====== Raw records

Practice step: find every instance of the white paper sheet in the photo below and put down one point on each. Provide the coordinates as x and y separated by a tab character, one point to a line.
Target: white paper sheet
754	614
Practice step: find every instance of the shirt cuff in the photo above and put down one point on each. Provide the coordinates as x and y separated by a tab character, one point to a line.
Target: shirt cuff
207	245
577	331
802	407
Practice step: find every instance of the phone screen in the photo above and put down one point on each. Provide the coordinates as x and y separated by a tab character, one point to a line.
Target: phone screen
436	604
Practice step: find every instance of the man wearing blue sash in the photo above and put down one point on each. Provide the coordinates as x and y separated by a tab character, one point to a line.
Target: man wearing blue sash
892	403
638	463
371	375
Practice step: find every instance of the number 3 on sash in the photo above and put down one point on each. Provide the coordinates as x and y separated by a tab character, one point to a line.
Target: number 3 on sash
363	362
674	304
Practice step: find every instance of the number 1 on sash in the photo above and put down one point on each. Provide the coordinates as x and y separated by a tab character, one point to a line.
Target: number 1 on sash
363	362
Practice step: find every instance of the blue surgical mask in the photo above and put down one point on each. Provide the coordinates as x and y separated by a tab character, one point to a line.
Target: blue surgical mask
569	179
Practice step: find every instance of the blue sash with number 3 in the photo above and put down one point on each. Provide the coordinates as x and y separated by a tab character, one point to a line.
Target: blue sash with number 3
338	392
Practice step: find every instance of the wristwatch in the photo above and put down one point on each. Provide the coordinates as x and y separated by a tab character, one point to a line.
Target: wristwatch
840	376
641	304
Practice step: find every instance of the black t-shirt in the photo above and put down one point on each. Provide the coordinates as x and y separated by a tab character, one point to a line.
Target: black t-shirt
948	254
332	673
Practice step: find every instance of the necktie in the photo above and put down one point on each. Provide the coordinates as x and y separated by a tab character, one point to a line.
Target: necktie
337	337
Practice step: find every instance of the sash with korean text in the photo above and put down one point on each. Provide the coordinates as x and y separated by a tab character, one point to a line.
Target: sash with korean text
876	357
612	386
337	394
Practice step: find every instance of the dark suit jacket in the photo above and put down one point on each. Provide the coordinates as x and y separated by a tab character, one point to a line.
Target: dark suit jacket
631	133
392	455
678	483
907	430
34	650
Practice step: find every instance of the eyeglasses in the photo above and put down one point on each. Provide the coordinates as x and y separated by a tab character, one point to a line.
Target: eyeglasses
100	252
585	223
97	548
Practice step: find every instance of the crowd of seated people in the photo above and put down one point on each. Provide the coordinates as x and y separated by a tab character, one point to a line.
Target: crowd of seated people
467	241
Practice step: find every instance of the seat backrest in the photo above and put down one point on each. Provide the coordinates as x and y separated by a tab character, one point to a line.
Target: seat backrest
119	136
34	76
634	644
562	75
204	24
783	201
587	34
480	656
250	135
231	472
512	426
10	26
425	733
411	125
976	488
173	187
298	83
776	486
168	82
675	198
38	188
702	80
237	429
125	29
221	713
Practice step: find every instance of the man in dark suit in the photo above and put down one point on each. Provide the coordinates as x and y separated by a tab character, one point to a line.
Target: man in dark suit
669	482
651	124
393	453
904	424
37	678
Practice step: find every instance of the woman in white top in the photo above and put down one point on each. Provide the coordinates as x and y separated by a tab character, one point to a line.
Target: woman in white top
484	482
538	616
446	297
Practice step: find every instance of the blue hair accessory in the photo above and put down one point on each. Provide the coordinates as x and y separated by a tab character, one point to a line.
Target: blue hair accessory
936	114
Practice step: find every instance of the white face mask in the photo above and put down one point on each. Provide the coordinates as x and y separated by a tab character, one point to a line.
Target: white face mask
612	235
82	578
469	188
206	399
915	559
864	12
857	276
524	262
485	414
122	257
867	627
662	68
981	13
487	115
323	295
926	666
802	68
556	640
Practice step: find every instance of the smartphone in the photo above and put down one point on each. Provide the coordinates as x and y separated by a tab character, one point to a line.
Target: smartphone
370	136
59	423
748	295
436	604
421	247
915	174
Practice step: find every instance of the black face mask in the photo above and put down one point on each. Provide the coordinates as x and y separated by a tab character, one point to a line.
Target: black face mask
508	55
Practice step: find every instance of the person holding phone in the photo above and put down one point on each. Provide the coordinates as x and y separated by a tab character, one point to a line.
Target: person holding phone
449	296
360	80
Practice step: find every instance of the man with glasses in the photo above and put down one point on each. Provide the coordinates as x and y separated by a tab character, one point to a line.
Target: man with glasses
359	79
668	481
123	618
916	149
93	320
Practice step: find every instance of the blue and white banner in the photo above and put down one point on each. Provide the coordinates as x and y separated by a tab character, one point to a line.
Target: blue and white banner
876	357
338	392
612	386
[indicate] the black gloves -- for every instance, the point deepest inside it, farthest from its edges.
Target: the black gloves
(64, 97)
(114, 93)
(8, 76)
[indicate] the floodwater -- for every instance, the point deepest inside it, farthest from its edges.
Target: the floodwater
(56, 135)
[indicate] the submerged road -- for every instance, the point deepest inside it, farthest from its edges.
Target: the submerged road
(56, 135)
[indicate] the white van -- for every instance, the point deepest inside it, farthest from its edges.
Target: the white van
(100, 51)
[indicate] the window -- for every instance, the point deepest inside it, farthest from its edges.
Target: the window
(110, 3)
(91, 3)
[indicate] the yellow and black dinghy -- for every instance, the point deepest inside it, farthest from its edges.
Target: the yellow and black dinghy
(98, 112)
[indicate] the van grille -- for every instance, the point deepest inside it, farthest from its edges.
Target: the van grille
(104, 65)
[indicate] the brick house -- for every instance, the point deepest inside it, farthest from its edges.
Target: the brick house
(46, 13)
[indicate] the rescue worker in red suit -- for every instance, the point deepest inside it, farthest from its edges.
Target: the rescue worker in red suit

============

#### The request
Lay out everything from the line containing "[indicate] the van" down to the end of the material as a Markdown table, with a Row column numbering each line and a Line column holding it. Leave out blank lines.

#### Correct output
| Row | Line |
|---|---|
| 1 | [indicate] the van grille -- for every instance, the point deepest inside it, farthest from its edges. |
| 2 | Target: the van grille |
| 3 | (104, 65) |
| 4 | [indicate] the brick house -- for every instance, the point deepest inside it, farthest from its edges. |
| 5 | Target: the brick house |
| 6 | (46, 13) |
| 7 | [indicate] the rescue worker in red suit -- for every instance, the point deepest inside it, farthest from its edges. |
| 8 | Target: the rescue worker in red suit |